--- START ---

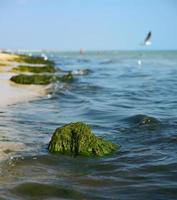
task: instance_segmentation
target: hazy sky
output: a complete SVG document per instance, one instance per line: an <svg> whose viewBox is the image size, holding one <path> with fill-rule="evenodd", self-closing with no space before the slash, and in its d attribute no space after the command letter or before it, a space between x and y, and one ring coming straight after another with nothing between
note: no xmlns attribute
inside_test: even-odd
<svg viewBox="0 0 177 200"><path fill-rule="evenodd" d="M177 49L177 0L0 0L0 48Z"/></svg>

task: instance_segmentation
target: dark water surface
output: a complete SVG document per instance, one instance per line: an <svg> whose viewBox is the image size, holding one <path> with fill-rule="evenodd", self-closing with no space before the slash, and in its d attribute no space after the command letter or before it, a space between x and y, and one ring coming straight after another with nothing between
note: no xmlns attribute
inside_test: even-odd
<svg viewBox="0 0 177 200"><path fill-rule="evenodd" d="M177 52L48 55L90 73L0 113L1 141L26 145L1 164L0 199L177 199ZM52 132L73 121L120 150L101 159L48 154Z"/></svg>

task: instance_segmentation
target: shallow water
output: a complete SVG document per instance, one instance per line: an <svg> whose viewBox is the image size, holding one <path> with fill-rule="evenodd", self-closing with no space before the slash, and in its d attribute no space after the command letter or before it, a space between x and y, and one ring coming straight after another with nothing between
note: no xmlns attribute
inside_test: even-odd
<svg viewBox="0 0 177 200"><path fill-rule="evenodd" d="M55 84L51 98L1 110L1 142L25 150L1 163L0 199L177 199L177 52L48 56L90 73ZM100 159L49 154L52 132L73 121L120 150Z"/></svg>

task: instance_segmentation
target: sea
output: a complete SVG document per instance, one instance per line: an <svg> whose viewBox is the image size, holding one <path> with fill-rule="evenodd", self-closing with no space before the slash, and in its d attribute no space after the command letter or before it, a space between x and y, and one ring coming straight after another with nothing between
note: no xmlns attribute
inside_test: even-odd
<svg viewBox="0 0 177 200"><path fill-rule="evenodd" d="M0 199L176 200L177 51L45 54L74 81L0 110L0 141L25 146L5 152ZM55 129L77 121L120 148L101 158L50 154Z"/></svg>

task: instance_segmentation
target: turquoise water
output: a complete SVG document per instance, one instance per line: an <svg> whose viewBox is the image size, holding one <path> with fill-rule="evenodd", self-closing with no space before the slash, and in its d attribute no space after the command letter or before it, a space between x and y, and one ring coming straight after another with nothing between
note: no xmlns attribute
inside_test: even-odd
<svg viewBox="0 0 177 200"><path fill-rule="evenodd" d="M51 98L1 111L1 141L26 151L1 164L0 199L177 199L177 52L48 56L89 73L55 84ZM143 124L147 116L154 123ZM73 121L120 150L101 159L49 154L52 132Z"/></svg>

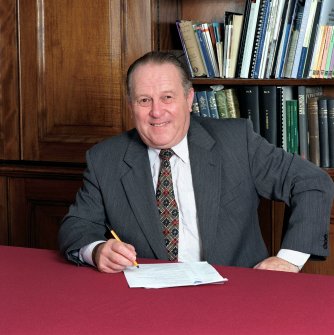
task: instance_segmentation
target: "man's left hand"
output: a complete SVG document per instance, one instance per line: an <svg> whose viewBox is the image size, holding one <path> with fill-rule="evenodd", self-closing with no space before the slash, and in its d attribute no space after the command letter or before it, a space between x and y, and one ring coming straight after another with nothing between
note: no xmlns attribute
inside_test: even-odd
<svg viewBox="0 0 334 335"><path fill-rule="evenodd" d="M256 264L254 269L259 270L272 270L272 271L285 271L285 272L294 272L298 273L298 266L289 263L288 261L279 258L279 257L269 257L263 260L262 262Z"/></svg>

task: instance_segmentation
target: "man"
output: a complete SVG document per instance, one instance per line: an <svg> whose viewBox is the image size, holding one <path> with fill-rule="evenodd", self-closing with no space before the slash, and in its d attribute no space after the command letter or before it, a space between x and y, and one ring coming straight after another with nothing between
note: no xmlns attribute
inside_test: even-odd
<svg viewBox="0 0 334 335"><path fill-rule="evenodd" d="M333 183L325 172L269 144L248 120L191 116L194 90L171 54L134 62L127 89L136 129L87 152L84 185L59 231L67 259L107 273L136 257L170 259L155 194L159 152L170 148L178 261L298 272L310 255L328 255ZM269 258L260 196L291 208L282 249Z"/></svg>

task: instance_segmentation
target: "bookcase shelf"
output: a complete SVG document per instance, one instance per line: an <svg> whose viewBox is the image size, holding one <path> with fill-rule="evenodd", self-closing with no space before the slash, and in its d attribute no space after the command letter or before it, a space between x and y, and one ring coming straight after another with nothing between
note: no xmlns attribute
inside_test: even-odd
<svg viewBox="0 0 334 335"><path fill-rule="evenodd" d="M284 85L284 86L332 86L333 79L223 79L223 78L193 78L194 85Z"/></svg>
<svg viewBox="0 0 334 335"><path fill-rule="evenodd" d="M163 6L165 4L165 6ZM165 0L160 1L160 9L163 10L171 22L172 28L168 29L161 25L158 46L159 49L182 49L177 29L176 20L195 21L222 21L225 11L244 13L246 0ZM166 10L168 9L168 10ZM173 22L174 21L174 22ZM160 21L162 22L162 21ZM166 35L165 35L166 34ZM226 87L241 87L243 85L254 86L321 86L323 94L334 97L334 79L224 79L224 78L193 78L195 89L209 87L212 85L223 85ZM324 169L334 180L334 168ZM280 202L261 201L259 208L260 224L268 250L275 255L280 248L282 232L284 226L285 207ZM303 272L334 274L334 209L332 209L330 225L331 254L325 262L309 261Z"/></svg>

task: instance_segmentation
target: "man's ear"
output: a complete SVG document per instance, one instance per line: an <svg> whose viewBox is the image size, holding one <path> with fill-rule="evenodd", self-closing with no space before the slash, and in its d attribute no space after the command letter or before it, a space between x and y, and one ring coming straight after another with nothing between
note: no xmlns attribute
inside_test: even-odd
<svg viewBox="0 0 334 335"><path fill-rule="evenodd" d="M194 101L194 95L195 95L195 91L194 88L191 87L188 91L188 96L187 96L187 102L188 102L188 107L189 107L189 111L191 112L192 110L192 105L193 105L193 101Z"/></svg>

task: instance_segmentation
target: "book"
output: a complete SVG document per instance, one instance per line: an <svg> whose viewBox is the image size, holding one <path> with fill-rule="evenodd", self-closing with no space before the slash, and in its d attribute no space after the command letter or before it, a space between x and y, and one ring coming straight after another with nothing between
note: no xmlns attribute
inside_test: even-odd
<svg viewBox="0 0 334 335"><path fill-rule="evenodd" d="M211 90L206 92L206 96L208 99L210 116L214 119L219 119L218 107L216 102L215 93Z"/></svg>
<svg viewBox="0 0 334 335"><path fill-rule="evenodd" d="M240 104L240 116L252 121L253 129L260 134L260 106L259 87L257 85L245 85L238 89Z"/></svg>
<svg viewBox="0 0 334 335"><path fill-rule="evenodd" d="M206 76L201 52L196 41L196 36L192 27L192 22L187 20L176 21L176 27L179 31L181 44L191 65L191 73L195 77Z"/></svg>
<svg viewBox="0 0 334 335"><path fill-rule="evenodd" d="M206 69L207 76L209 78L213 78L215 76L215 70L213 68L213 64L210 59L209 50L207 46L207 42L205 40L204 32L202 30L201 24L193 24L193 29L195 32L196 40L198 43L198 47L201 53L201 57L203 59L203 63Z"/></svg>
<svg viewBox="0 0 334 335"><path fill-rule="evenodd" d="M255 3L256 3L256 1L255 1ZM245 50L245 41L246 41L246 38L247 38L248 21L249 21L249 16L250 16L251 9L252 9L252 4L253 4L252 0L246 0L245 9L244 9L244 19L243 19L243 23L242 23L240 43L239 43L237 65L236 65L236 71L235 71L235 77L236 78L240 77L242 59L243 59L244 50Z"/></svg>
<svg viewBox="0 0 334 335"><path fill-rule="evenodd" d="M328 112L327 97L318 99L320 166L329 167Z"/></svg>
<svg viewBox="0 0 334 335"><path fill-rule="evenodd" d="M200 112L200 116L202 117L211 117L210 108L209 108L209 101L206 94L206 91L197 91L197 101L198 101L198 108Z"/></svg>
<svg viewBox="0 0 334 335"><path fill-rule="evenodd" d="M309 41L309 47L306 50L303 74L302 74L302 77L300 77L300 78L307 78L308 75L309 75L312 56L313 56L313 50L315 49L315 44L316 44L316 36L317 36L317 31L318 31L318 23L319 23L319 18L320 18L320 12L321 12L321 8L322 8L322 1L323 0L318 0L318 2L317 2L317 7L316 7L316 10L315 10L315 14L314 14L312 31L311 31L310 41Z"/></svg>
<svg viewBox="0 0 334 335"><path fill-rule="evenodd" d="M188 54L188 50L187 50L184 38L183 38L183 35L182 35L182 32L181 32L180 21L179 20L176 21L176 28L177 28L179 38L180 38L180 41L181 41L182 50L183 50L183 53L184 53L184 56L185 56L185 59L186 59L186 65L187 65L186 68L188 69L190 76L192 78L194 78L195 74L194 74L194 71L193 71L193 68L192 68L192 65L191 65L191 62L190 62L190 58L189 58L189 54Z"/></svg>
<svg viewBox="0 0 334 335"><path fill-rule="evenodd" d="M194 113L197 116L200 116L199 106L198 106L198 100L196 93L194 94L193 103L191 105L191 112Z"/></svg>
<svg viewBox="0 0 334 335"><path fill-rule="evenodd" d="M277 145L276 100L276 86L259 86L260 133L274 145Z"/></svg>
<svg viewBox="0 0 334 335"><path fill-rule="evenodd" d="M290 105L290 133L291 133L291 148L290 152L298 154L298 103L297 100L289 100Z"/></svg>
<svg viewBox="0 0 334 335"><path fill-rule="evenodd" d="M308 34L309 34L310 29L312 29L310 14L312 14L312 16L314 15L316 4L317 4L317 0L306 0L305 1L303 16L302 16L302 20L300 23L298 41L297 41L296 51L295 51L294 58L293 58L290 78L297 78L297 72L298 72L300 57L302 53L302 48L304 45L306 30L308 30ZM312 13L311 13L311 9L312 9Z"/></svg>
<svg viewBox="0 0 334 335"><path fill-rule="evenodd" d="M277 147L283 148L283 86L276 86L276 103L277 103Z"/></svg>
<svg viewBox="0 0 334 335"><path fill-rule="evenodd" d="M332 36L332 28L333 28L332 26L325 26L326 37L325 37L323 53L319 62L318 78L324 78L325 75L326 61L329 53L330 40Z"/></svg>
<svg viewBox="0 0 334 335"><path fill-rule="evenodd" d="M227 119L229 117L228 115L228 109L227 109L227 101L226 101L226 94L224 89L217 89L214 90L216 102L217 102L217 109L220 119Z"/></svg>
<svg viewBox="0 0 334 335"><path fill-rule="evenodd" d="M281 43L281 39L283 36L283 27L284 27L284 19L286 17L286 12L288 8L289 0L282 0L278 3L277 8L277 18L275 21L275 27L272 35L272 39L269 43L268 47L268 60L265 69L265 78L271 78L275 76L277 58L279 54L279 46Z"/></svg>
<svg viewBox="0 0 334 335"><path fill-rule="evenodd" d="M317 25L315 47L313 49L311 65L309 68L308 77L316 78L319 70L319 59L322 56L324 42L325 42L325 26L331 26L334 24L334 2L333 0L323 0L319 21Z"/></svg>
<svg viewBox="0 0 334 335"><path fill-rule="evenodd" d="M331 56L331 62L328 70L327 78L331 79L334 78L334 48Z"/></svg>
<svg viewBox="0 0 334 335"><path fill-rule="evenodd" d="M226 78L230 68L231 61L231 40L232 40L232 29L233 29L233 13L225 12L224 21L224 53L223 53L223 77Z"/></svg>
<svg viewBox="0 0 334 335"><path fill-rule="evenodd" d="M282 3L282 1L281 1ZM278 20L278 0L271 0L269 5L269 13L268 13L268 21L267 27L265 29L265 36L264 36L264 44L263 44L263 51L260 60L260 68L259 68L259 75L258 78L264 78L267 65L268 65L268 54L269 54L269 46L273 41L273 35L275 30L276 21Z"/></svg>
<svg viewBox="0 0 334 335"><path fill-rule="evenodd" d="M327 100L329 166L334 167L334 98Z"/></svg>
<svg viewBox="0 0 334 335"><path fill-rule="evenodd" d="M326 78L326 79L331 78L331 76L329 76L329 71L330 71L332 55L334 52L334 26L330 26L330 29L331 29L330 43L329 43L328 54L326 58L325 71L322 76L322 78Z"/></svg>
<svg viewBox="0 0 334 335"><path fill-rule="evenodd" d="M255 64L256 64L256 59L257 59L258 52L259 52L261 33L262 33L263 25L264 25L264 16L266 14L266 10L268 6L269 6L269 0L261 0L258 17L256 21L256 27L255 27L255 35L254 35L251 61L249 65L249 75L248 75L249 78L254 78Z"/></svg>
<svg viewBox="0 0 334 335"><path fill-rule="evenodd" d="M252 50L253 50L253 43L256 31L257 17L260 8L260 2L261 2L260 0L253 0L251 4L251 10L249 13L247 32L246 32L245 46L243 48L240 78L249 77L249 70L252 59Z"/></svg>
<svg viewBox="0 0 334 335"><path fill-rule="evenodd" d="M226 104L229 118L239 118L240 117L240 108L239 101L235 88L225 89L226 94Z"/></svg>
<svg viewBox="0 0 334 335"><path fill-rule="evenodd" d="M286 113L286 128L285 128L285 133L286 133L286 151L287 152L292 152L292 139L291 139L291 102L292 100L287 100L285 101L285 113Z"/></svg>
<svg viewBox="0 0 334 335"><path fill-rule="evenodd" d="M260 30L258 32L257 38L258 38L258 48L256 52L256 57L254 58L253 62L253 70L252 70L252 78L258 79L260 75L260 66L261 66L261 60L262 60L262 53L264 50L264 42L266 37L266 29L267 24L269 20L269 14L270 14L270 1L264 0L264 8L263 8L263 16L262 16L262 24L260 26Z"/></svg>
<svg viewBox="0 0 334 335"><path fill-rule="evenodd" d="M210 30L209 30L209 24L202 23L200 25L200 29L203 32L203 37L206 43L206 49L208 51L210 63L212 64L214 77L219 77L218 63L217 63L216 53L213 48L213 42L212 42Z"/></svg>
<svg viewBox="0 0 334 335"><path fill-rule="evenodd" d="M320 166L318 97L311 97L307 100L307 117L309 129L309 159L315 165Z"/></svg>
<svg viewBox="0 0 334 335"><path fill-rule="evenodd" d="M289 44L287 49L287 57L284 63L284 77L290 78L292 73L292 66L294 61L294 56L297 49L298 37L300 33L302 18L304 14L304 1L297 1L294 16L292 19L291 35L289 38Z"/></svg>
<svg viewBox="0 0 334 335"><path fill-rule="evenodd" d="M287 57L287 50L288 50L288 45L289 45L289 40L290 40L290 35L291 35L292 21L294 18L294 13L295 13L295 8L296 8L296 1L297 0L290 0L288 2L287 15L286 15L284 26L283 26L283 36L282 36L279 53L278 53L275 78L282 78L283 76L284 63Z"/></svg>
<svg viewBox="0 0 334 335"><path fill-rule="evenodd" d="M243 18L244 16L242 14L238 13L233 14L231 53L230 53L229 66L226 67L226 78L235 78Z"/></svg>
<svg viewBox="0 0 334 335"><path fill-rule="evenodd" d="M281 124L281 128L280 128L280 135L282 137L281 139L281 143L282 143L282 148L285 151L288 151L288 139L287 139L287 111L286 111L286 101L288 100L293 100L294 99L294 87L293 86L282 86L281 87L281 96L280 98L280 104L281 104L281 120L280 120L280 124Z"/></svg>
<svg viewBox="0 0 334 335"><path fill-rule="evenodd" d="M315 22L315 16L316 16L318 4L319 4L319 0L312 0L311 5L310 5L308 22L306 24L306 28L303 28L303 29L305 29L305 34L304 34L303 42L301 43L301 50L300 50L300 56L299 56L299 60L298 60L297 75L294 78L302 78L303 77L303 71L304 71L306 56L307 56L310 41L311 41L312 31L316 30L314 22ZM294 71L293 71L293 76L294 76Z"/></svg>
<svg viewBox="0 0 334 335"><path fill-rule="evenodd" d="M299 124L299 155L308 160L308 121L306 113L306 87L298 86L298 124Z"/></svg>

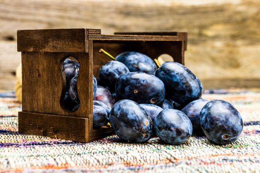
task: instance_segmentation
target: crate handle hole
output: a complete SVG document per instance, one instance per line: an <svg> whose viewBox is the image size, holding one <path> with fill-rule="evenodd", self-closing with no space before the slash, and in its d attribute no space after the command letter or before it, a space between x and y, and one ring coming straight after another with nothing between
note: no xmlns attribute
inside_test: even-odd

--- END ---

- PROBLEM: Update the lines starting at the first one and ending at the line that contains "49L177 0L0 0L0" by replacing "hazy sky" with "clear sky", keeping everything else the same. Leave the pictures out of your answer.

- RESPONSE TO THE TASK:
task: instance_segmentation
target: clear sky
output: a complete SVG document per instance, one instance per line: an <svg> whose viewBox is the image size, holding one <path> with fill-rule="evenodd", self-closing with no space before the slash, and in its d attribute no space after the command letter or before it, a space between x and y, and one ring coming straight after another with nothing between
note: no xmlns attribute
inside_test: even-odd
<svg viewBox="0 0 177 200"><path fill-rule="evenodd" d="M177 49L177 0L0 0L0 48Z"/></svg>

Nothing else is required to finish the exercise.